▶ TASK DESCRIPTION
Turn every line of the records from the line containing "road with a single marker." through the end of the records, both ends included, into a JSON list of strings with one string per line, leaving out any blank lines.

▶ RECORD LIST
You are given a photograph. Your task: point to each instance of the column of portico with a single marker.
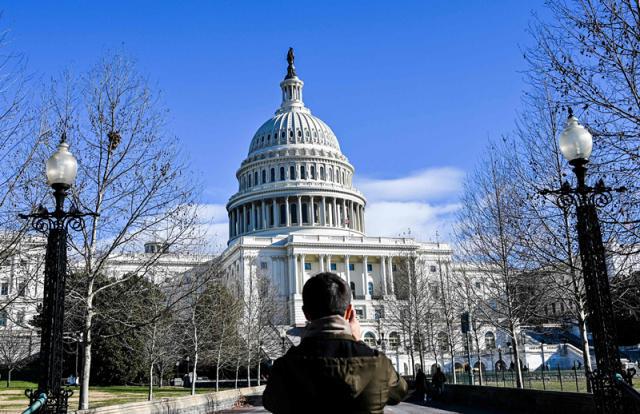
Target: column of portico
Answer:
(244, 218)
(311, 212)
(365, 275)
(352, 220)
(323, 216)
(344, 213)
(301, 278)
(363, 223)
(276, 216)
(293, 275)
(348, 273)
(252, 219)
(286, 200)
(391, 283)
(383, 270)
(408, 260)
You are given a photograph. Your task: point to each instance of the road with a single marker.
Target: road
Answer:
(403, 408)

▶ THE RESULT
[
  "You are given a photograph. Your task: point to each instance of the road with a single marker.",
  "Target: road",
  "Answer:",
  "(403, 408)"
]